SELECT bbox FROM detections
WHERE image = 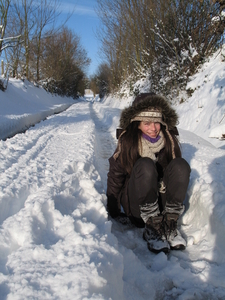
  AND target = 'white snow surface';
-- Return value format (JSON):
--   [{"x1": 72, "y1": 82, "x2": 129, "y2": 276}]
[{"x1": 0, "y1": 51, "x2": 225, "y2": 300}]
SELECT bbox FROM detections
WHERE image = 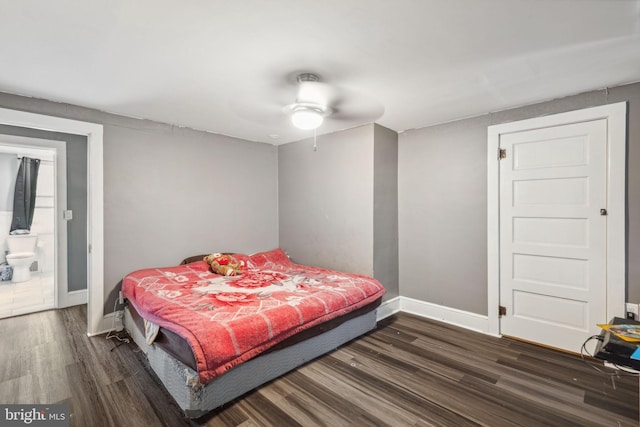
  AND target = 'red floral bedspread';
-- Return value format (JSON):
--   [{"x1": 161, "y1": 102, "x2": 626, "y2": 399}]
[{"x1": 122, "y1": 249, "x2": 385, "y2": 383}]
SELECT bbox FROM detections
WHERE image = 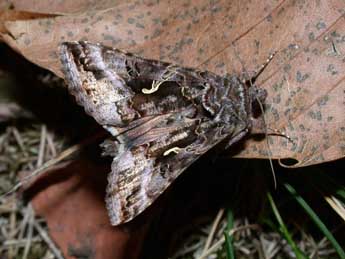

|---|

> PROBLEM TO SOLVE
Reproduce all of the entries above with every instance of "detections" replaced by "boxes", leaving everything else unchanged. Omit the pictures from your answer.

> RESPONSE FOR THIS EXERCISE
SELECT bbox FROM boxes
WHERE image = 
  AND target = 'white snow surface';
-- Return value format (JSON):
--   [{"x1": 72, "y1": 82, "x2": 129, "y2": 276}]
[{"x1": 0, "y1": 51, "x2": 225, "y2": 300}]
SELECT bbox FROM boxes
WHERE image = 
  AND target = 'red floral bedspread';
-- Return value format (JSON):
--   [{"x1": 161, "y1": 102, "x2": 626, "y2": 399}]
[{"x1": 122, "y1": 249, "x2": 385, "y2": 383}]
SELECT bbox FROM boxes
WHERE image = 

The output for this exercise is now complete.